* **Your instructions**
Find each line in the entries below that contains the word "cloud", and copy every such line in full.

* **Exercise material**
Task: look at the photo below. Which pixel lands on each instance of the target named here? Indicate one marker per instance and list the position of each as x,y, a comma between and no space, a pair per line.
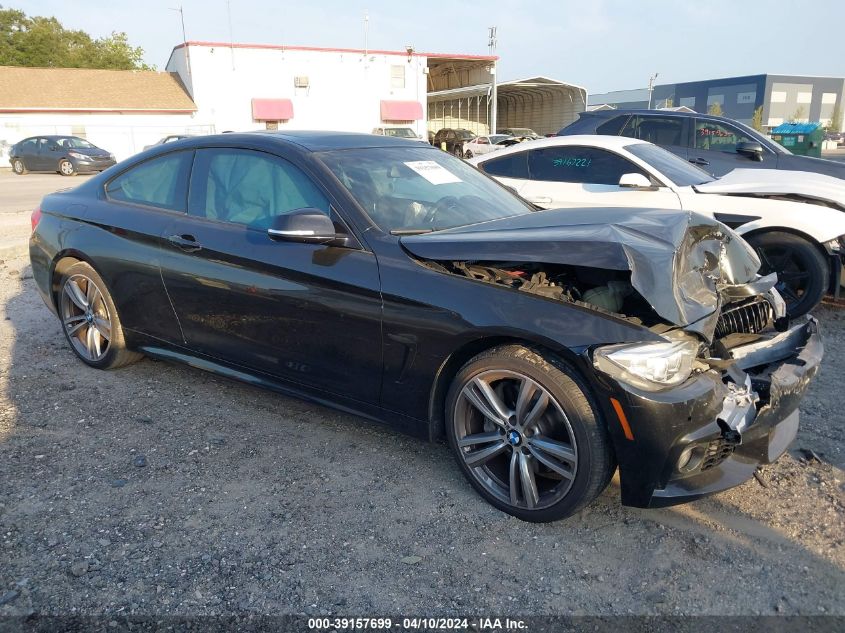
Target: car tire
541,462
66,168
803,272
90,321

...

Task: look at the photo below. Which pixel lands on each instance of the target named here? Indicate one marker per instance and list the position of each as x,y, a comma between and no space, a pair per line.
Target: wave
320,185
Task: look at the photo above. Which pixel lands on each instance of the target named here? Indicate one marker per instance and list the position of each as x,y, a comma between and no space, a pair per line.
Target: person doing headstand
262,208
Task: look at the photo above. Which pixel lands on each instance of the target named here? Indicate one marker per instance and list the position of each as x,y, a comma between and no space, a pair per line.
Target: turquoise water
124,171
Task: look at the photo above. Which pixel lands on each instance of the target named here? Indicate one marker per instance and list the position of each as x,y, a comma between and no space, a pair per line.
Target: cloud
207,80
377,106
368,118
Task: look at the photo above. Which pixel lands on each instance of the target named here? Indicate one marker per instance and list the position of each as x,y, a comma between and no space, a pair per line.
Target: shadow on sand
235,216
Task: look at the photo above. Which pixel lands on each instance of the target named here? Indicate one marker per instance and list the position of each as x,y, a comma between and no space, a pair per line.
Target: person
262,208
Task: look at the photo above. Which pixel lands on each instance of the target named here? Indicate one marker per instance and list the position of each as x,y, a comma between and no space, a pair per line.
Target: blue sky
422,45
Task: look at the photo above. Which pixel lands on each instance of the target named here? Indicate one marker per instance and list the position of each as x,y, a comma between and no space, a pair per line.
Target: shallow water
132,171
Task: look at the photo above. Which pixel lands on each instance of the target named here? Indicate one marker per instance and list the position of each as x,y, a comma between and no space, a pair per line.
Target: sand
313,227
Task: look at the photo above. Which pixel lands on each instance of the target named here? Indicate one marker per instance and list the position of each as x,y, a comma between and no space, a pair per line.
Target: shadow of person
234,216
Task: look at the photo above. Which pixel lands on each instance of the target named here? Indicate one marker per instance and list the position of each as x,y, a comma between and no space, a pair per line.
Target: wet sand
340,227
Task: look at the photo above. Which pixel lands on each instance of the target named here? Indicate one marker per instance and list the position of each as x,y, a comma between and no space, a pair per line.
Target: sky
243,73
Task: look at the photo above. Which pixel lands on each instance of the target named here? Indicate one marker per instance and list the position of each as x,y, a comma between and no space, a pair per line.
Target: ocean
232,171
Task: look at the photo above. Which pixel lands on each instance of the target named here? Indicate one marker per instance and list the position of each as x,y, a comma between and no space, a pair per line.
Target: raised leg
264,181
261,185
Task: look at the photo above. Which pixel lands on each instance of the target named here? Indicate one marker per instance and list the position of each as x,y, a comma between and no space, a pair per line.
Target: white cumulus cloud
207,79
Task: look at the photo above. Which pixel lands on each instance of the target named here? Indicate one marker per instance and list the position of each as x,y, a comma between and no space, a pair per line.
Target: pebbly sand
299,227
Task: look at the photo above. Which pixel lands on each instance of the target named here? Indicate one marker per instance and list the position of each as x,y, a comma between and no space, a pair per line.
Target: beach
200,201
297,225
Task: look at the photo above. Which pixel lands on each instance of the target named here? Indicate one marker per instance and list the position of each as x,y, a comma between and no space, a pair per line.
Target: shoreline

* **Written solution**
Target: cloud
Target: white cumulus cloud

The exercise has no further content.